▸ What you need to do:
Restate the entries word for word, omitting nothing.

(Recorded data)
--- --- ---
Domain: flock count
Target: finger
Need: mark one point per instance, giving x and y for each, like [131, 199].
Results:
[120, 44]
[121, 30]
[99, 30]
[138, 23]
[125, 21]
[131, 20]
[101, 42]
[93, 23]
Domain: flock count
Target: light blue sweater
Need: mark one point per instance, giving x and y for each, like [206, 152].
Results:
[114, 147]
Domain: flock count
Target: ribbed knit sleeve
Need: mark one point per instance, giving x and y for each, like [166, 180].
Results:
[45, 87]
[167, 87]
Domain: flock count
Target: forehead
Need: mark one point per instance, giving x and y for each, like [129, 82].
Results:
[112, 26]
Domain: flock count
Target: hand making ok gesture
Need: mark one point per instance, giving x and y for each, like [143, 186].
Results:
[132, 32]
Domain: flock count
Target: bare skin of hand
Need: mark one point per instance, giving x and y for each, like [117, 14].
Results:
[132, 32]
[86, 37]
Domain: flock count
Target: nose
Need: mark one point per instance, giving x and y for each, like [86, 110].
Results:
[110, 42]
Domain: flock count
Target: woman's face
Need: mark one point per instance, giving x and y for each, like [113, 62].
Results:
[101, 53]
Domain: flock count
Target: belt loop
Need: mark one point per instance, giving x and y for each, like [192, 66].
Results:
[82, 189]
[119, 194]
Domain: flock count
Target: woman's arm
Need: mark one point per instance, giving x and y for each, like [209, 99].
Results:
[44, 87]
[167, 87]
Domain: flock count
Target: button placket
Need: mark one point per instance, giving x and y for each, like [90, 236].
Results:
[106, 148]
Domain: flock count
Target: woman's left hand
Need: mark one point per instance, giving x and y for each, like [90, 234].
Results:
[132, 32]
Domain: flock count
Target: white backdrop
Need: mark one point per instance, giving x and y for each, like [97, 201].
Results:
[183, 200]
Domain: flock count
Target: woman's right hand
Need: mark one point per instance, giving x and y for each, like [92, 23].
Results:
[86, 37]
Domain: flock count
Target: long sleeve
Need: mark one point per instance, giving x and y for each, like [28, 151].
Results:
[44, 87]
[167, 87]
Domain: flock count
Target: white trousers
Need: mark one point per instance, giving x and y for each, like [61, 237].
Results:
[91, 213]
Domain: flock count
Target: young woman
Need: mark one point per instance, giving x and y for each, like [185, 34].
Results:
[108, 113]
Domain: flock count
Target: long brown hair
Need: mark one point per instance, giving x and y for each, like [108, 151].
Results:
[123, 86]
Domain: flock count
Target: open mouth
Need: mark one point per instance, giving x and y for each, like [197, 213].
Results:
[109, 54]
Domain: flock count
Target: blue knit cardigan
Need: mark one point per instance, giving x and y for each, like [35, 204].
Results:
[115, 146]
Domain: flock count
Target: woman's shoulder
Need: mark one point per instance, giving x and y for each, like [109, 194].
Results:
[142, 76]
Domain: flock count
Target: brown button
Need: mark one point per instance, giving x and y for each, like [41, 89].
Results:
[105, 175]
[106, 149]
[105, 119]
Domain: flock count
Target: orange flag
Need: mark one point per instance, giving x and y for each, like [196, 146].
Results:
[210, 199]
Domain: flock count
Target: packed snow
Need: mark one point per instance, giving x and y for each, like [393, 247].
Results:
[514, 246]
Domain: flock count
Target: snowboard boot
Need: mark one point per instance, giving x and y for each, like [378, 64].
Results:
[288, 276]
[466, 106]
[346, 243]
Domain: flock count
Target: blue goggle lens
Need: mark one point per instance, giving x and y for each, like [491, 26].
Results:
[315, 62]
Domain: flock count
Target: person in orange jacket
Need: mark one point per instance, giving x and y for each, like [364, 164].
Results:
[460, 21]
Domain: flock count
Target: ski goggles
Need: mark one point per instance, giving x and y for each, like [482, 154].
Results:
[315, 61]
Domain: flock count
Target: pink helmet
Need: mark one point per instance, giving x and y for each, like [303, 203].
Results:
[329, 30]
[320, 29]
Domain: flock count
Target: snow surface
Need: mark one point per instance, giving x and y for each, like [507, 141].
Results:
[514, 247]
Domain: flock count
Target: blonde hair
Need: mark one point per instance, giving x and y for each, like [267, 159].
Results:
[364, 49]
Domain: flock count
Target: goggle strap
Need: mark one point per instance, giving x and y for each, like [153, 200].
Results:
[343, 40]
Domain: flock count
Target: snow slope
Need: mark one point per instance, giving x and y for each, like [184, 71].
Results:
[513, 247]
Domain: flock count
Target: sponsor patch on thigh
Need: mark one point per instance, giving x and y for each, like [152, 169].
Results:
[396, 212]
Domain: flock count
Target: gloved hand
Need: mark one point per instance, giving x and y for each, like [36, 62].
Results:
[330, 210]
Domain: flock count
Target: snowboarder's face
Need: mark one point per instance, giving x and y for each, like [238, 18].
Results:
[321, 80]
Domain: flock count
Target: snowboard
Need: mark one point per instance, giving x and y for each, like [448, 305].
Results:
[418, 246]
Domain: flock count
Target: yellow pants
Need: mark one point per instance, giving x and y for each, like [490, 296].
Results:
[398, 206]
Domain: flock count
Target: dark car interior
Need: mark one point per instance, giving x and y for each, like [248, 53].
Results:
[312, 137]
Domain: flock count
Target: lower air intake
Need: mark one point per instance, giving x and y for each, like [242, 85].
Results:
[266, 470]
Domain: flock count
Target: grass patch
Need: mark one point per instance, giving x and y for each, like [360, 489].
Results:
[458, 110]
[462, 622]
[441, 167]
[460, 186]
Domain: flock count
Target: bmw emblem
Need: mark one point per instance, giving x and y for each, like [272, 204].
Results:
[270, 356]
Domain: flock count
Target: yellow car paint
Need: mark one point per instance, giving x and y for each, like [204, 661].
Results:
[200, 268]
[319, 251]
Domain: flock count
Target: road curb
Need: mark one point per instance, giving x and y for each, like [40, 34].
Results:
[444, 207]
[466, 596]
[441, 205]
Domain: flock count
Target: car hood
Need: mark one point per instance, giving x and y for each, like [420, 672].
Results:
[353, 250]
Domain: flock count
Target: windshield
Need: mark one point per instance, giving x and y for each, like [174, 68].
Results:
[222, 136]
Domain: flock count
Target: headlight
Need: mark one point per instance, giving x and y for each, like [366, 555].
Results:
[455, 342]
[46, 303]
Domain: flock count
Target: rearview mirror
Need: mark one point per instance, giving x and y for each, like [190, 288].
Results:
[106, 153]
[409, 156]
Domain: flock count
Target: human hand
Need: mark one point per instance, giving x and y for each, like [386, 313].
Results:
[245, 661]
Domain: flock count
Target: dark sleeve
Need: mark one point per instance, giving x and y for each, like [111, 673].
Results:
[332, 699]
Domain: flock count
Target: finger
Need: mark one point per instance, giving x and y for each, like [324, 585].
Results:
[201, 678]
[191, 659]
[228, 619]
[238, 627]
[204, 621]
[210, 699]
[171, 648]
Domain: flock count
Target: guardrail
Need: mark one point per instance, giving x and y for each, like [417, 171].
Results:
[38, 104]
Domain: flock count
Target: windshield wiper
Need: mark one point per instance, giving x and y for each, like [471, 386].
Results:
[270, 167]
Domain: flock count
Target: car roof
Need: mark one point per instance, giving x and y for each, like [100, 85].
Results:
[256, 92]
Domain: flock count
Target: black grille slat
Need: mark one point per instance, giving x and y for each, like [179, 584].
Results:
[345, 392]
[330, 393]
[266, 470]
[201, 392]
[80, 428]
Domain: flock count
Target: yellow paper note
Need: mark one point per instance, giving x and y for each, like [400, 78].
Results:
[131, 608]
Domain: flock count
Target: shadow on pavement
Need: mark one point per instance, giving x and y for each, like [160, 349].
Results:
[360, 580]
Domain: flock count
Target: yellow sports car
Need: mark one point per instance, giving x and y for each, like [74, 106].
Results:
--- --- ---
▸ Your response:
Domain: flock count
Target: finger
Need: mark one point per instance, giving x and y for each, like [131, 199].
Results:
[120, 44]
[121, 30]
[99, 30]
[138, 23]
[125, 21]
[131, 20]
[101, 42]
[93, 23]
Domain: flock count
Target: light blue sweater
Need: mark one point per instance, giving x and y for each, like [206, 152].
Results:
[114, 147]
Domain: flock count
Target: ribbed knit sleeve
Need: mark one point per instance, giving x and y for each, like [166, 180].
Results:
[45, 87]
[167, 87]
Domain: flock count
Target: forehead
Need: mark one point per instance, giving x and y for each, like [129, 82].
Results:
[112, 26]
Domain: flock count
Target: hand making ok gesture
Need: mark one point per instance, giving x and y for each, like [143, 186].
Results:
[132, 32]
Domain: flock count
Target: bare skin of hand
Need: mark one point per instance, giving x and y for each, like [117, 14].
Results:
[132, 32]
[86, 37]
Domain: flock count
Target: nose
Need: mark one point per instance, giving x and y for each, like [86, 110].
Results:
[110, 42]
Domain: flock count
Target: woman's face
Need: mark one point per instance, giving x and y for each, like [113, 62].
Results:
[101, 53]
Domain: flock count
Target: belt loop
Need: mark one point per instance, giving x and y for each, like [192, 66].
Results:
[82, 189]
[119, 194]
Domain: flock count
Target: woman's arm
Need: mark one point per instance, giving x and y for each, like [209, 99].
Results:
[44, 87]
[167, 87]
Domain: flock count
Target: button placket
Need: mark one point per instance, giving x and y for each, like [90, 236].
Results:
[106, 148]
Domain: flock count
Target: woman's left hand
Need: mark one point per instance, giving x and y for each, like [90, 234].
Results:
[132, 32]
Domain: flock count
Target: white backdrop
Need: mark one point per instance, giving x and y for each, like [97, 201].
Results:
[183, 200]
Domain: flock count
Target: woman's right hand
Need: mark one point per instance, giving x and y for each, like [92, 23].
Results:
[86, 37]
Domain: flock count
Target: long sleeve
Need: mark one point per instance, giving x and y for each, like [28, 151].
Results:
[44, 87]
[167, 87]
Domain: flock count
Target: white trousers
Need: mark one point per instance, giving x and y for each, like [61, 237].
Results:
[91, 213]
Domain: flock count
Target: young woman
Need: mark one point per instance, giving x and y for each, like [185, 34].
Results:
[108, 113]
Domain: flock count
Target: long brown hair
Need: mark one point per instance, giving x and y for each, like [108, 151].
Results:
[123, 86]
Domain: flock count
Target: open mouth
Need: mark one point per instance, giving x and y for each, like [197, 213].
Results:
[109, 54]
Domain: flock count
Target: blue knit cardigan
Need: mark one point per instance, giving x and y for each, like [35, 204].
Results:
[115, 146]
Domain: flock count
Target: woman's shoulder
Need: mark one point per instance, giving x and y for each, like [109, 194].
Results:
[142, 76]
Domain: flock count
Target: brown button
Need: mark one point per instance, giving x and y for each, like [41, 89].
Results:
[105, 175]
[106, 149]
[105, 119]
Domain: flock count
Target: orange flag
Need: mark one point per instance, giving x and y for each, like [196, 146].
Results:
[210, 199]
Domain: flock count
Target: packed snow
Need: mark one point per instance, giving x and y for each, like [393, 247].
Results:
[514, 246]
Domain: flock count
Target: snowboard boot
Need: mark one point per instance, giving x and y for each, like [378, 64].
Results:
[288, 276]
[466, 106]
[346, 243]
Domain: flock count
Target: blue goggle lens
Need: mark one point per instance, giving x and y for each, like [491, 26].
Results:
[315, 62]
Domain: flock count
Target: person in orange jacket
Need: mark one point per instance, giving x and y for each, like [364, 164].
Results:
[460, 21]
Domain: flock count
Target: ski goggles
Need: mark one point per instance, giving x and y for each, like [482, 154].
Results:
[315, 61]
Domain: flock count
Target: pink helmet
Need: mark one point per instance, giving x and y for each, like [303, 203].
Results:
[329, 30]
[320, 29]
Domain: flock count
Target: snow surface
Need: mark one point per instance, giving x and y for each, like [507, 141].
Results:
[514, 247]
Domain: flock count
Target: blonde hair
Need: mark one point per instance, giving x and y for each, like [267, 159].
Results:
[364, 49]
Domain: flock count
Target: goggle strap
Need: mark one point per instance, giving x and y for each, like [153, 200].
Results:
[343, 40]
Domain: flock count
Target: snow slope
Need: mark one point per instance, giving x and y for each, like [184, 71].
Results:
[513, 247]
Domain: flock count
Target: sponsor patch on thigh
Need: mark one point per instance, giving x and y for each, like [152, 169].
Results:
[396, 212]
Domain: flock count
Target: gloved hand
Need: mark one point per instance, giving x and y for each, like [36, 62].
Results:
[330, 210]
Domain: flock count
Target: snowboarder's face
Need: mark one point per instance, giving x and y for each, like [238, 18].
Results:
[321, 80]
Domain: flock count
Target: snowboard
Need: mark one point per instance, giving x and y for each, like [448, 305].
Results:
[418, 246]
Domain: flock count
Target: yellow pants
Need: mark one point per instance, giving x and y for each, like [490, 296].
Results:
[398, 206]
Domain: flock count
Target: dark car interior
Need: mark one point per instance, giving x and y for each, like [248, 53].
Results:
[312, 137]
Domain: flock count
Target: lower air intake
Need: mark one point per instance, giving x and y for each, like [242, 85].
Results:
[266, 470]
Domain: flock count
Target: grass patch
Need: mark one point per instance, giving x and y for each, like [360, 489].
Results:
[458, 110]
[462, 622]
[441, 167]
[460, 186]
Domain: flock count
Target: bmw emblem
Need: mark one point per instance, giving x and y for each, like [272, 204].
Results:
[270, 356]
Domain: flock count
Target: yellow car paint
Need: mark one point per instance, giving x and y for each, like [204, 661].
Results:
[200, 268]
[319, 251]
Domain: flock count
Target: road curb
Need: mark one point per instance, giving x and y for each, like [40, 34].
Results:
[444, 207]
[466, 596]
[441, 205]
Domain: flock count
Target: car hood
Need: mark one point per instance, giving x and y for each, like [420, 672].
Results:
[353, 250]
Domain: flock count
Target: windshield
Need: mark one point per instance, giving x and y for each, like [174, 68].
Results:
[222, 136]
Domain: flock count
Target: headlight
Need: mark one point per instance, giving x and y for each, like [366, 555].
Results:
[455, 342]
[46, 303]
Domain: flock count
Target: rearview mirror
Need: mark one point per instance, giving x and y for each, like [190, 288].
Results:
[106, 153]
[409, 156]
Domain: flock count
Target: human hand
Need: mark one point per instance, giving x and y for each, like [386, 313].
Results:
[245, 661]
Domain: flock count
Target: dark sleeve
Need: mark one point per instance, giving x and y for each, like [111, 673].
Results:
[332, 699]
Domain: flock count
Target: finger
Need: mark one point per instance, giving x and y for each, like [324, 585].
Results:
[201, 678]
[191, 659]
[228, 619]
[238, 627]
[204, 621]
[210, 699]
[171, 648]
Domain: flock count
Target: guardrail
Need: mark one point per instance, giving x and y for each, like [417, 171].
Results:
[38, 104]
Domain: flock count
Target: windshield wiper
Need: mark one point per instance, giving x and y for each, like [471, 386].
Results:
[270, 167]
Domain: flock count
Target: car roof
Need: mark one point per instance, giving x and y for each, like [100, 85].
Results:
[256, 92]
Domain: flock count
Target: black grille slat
Need: mark one point per instance, giving x and y for each, like [179, 584].
Results:
[345, 392]
[330, 393]
[266, 470]
[201, 392]
[80, 428]
Domain: flock count
Target: yellow paper note
Need: mark one point per instance, giving x and y for each, like [400, 78].
Results:
[131, 608]
Domain: flock count
Target: shadow on pavement
Need: mark one point per instance, giving x and y for each, like [160, 349].
Results:
[360, 580]
Domain: flock count
Target: yellow sports car
Need: mark one point per instance, giving x and y for each, like [74, 106].
Results:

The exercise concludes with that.